Top of Task data
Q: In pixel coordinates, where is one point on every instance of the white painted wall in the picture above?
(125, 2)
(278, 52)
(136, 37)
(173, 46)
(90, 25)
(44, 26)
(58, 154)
Bottom of Task data
→ Exercise brief
Copy the data word for word.

→ Your solution
Q: In pixel coordinates, where is one point on every instance of the white painted wall in the picture above?
(125, 2)
(278, 52)
(136, 37)
(173, 46)
(90, 25)
(44, 26)
(58, 154)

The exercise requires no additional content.